Rewrite the listing, starting at its first line and ending at the line that contains "Inside and outside", with "even-odd rule" changed to "nonzero winding rule" and everything else left as it is.

>> Start DATASET ENTRIES

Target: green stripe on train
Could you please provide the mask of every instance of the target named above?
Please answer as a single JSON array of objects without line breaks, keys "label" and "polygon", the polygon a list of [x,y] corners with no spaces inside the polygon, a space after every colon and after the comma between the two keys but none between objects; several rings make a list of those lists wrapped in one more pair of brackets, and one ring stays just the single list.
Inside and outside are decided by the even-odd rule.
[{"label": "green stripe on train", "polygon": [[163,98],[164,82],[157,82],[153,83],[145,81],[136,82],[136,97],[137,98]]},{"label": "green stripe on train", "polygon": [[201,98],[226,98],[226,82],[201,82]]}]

>> End DATASET ENTRIES

SOLUTION BELOW:
Target: green stripe on train
Could you please provide the mask of every instance of the target named above?
Please answer as a single JSON array of objects without line breaks, keys "label" and "polygon", the polygon a list of [x,y] corners with no spaces inside the polygon, a space after every colon and after the comma between the two keys but none between objects; several rings make a list of those lists wrapped in one more pair of brackets, and one ring stays just the single list.
Inside and outside are decided by the nonzero winding rule.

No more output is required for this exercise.